# [Problem requirements]
Reproduce each of the records below word for word, without any alteration.

# [Given information]
+--
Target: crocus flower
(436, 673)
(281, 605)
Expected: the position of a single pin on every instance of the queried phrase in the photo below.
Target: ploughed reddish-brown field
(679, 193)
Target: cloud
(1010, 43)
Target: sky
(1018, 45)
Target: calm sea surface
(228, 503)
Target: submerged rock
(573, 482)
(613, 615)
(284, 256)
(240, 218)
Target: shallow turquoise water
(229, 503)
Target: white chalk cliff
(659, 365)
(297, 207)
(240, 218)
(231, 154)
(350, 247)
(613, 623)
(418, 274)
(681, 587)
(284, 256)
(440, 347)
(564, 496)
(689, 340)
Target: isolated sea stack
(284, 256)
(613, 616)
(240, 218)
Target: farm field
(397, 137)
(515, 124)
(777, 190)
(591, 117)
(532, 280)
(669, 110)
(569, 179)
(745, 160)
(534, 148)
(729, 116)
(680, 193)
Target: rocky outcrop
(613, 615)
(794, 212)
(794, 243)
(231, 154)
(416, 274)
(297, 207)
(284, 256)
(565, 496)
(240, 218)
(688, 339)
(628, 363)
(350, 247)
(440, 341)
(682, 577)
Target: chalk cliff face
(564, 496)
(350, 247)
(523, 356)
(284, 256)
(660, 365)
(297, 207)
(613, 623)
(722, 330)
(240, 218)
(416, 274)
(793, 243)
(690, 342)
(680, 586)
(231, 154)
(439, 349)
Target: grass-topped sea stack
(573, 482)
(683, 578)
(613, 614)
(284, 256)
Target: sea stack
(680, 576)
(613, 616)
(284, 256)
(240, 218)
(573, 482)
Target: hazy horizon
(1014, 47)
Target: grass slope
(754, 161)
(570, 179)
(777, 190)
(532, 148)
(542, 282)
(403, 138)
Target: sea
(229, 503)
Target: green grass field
+--
# [Answer for the task]
Target: crocus flower
(436, 673)
(281, 605)
Expected: the position of a single pin on every instance of the queried phrase in the photo below.
Target: ploughed reddish-brown field
(679, 193)
Target: cloud
(1010, 43)
Target: sky
(1018, 45)
Target: calm sea surface
(228, 503)
Target: submerged rock
(573, 482)
(613, 615)
(284, 256)
(240, 218)
Target: shallow turquoise water
(229, 503)
Target: white chalk cliff
(659, 365)
(297, 207)
(240, 218)
(231, 154)
(350, 247)
(613, 623)
(418, 274)
(681, 587)
(284, 256)
(440, 347)
(564, 496)
(689, 340)
Target: isolated sea stack
(284, 256)
(613, 616)
(240, 218)
Target: farm field
(397, 137)
(515, 124)
(777, 190)
(591, 117)
(532, 280)
(669, 110)
(569, 179)
(745, 160)
(534, 148)
(729, 116)
(680, 193)
Target: rocky outcrop
(613, 615)
(794, 212)
(794, 243)
(231, 154)
(416, 274)
(297, 207)
(284, 256)
(565, 496)
(240, 218)
(688, 339)
(628, 363)
(350, 247)
(440, 341)
(682, 577)
Target: chalk cliff face
(564, 496)
(350, 247)
(523, 356)
(284, 256)
(660, 365)
(297, 207)
(613, 623)
(722, 330)
(240, 218)
(416, 274)
(793, 243)
(690, 342)
(680, 586)
(231, 154)
(439, 349)
Target: grass-topped sea stack
(573, 482)
(683, 578)
(613, 614)
(284, 256)
Target: sea stack
(680, 576)
(613, 616)
(284, 256)
(240, 218)
(573, 482)
Target: hazy horizon
(1014, 47)
Target: grass slope
(754, 161)
(570, 179)
(777, 190)
(532, 148)
(542, 282)
(403, 138)
Target: sea
(229, 503)
Target: green grass field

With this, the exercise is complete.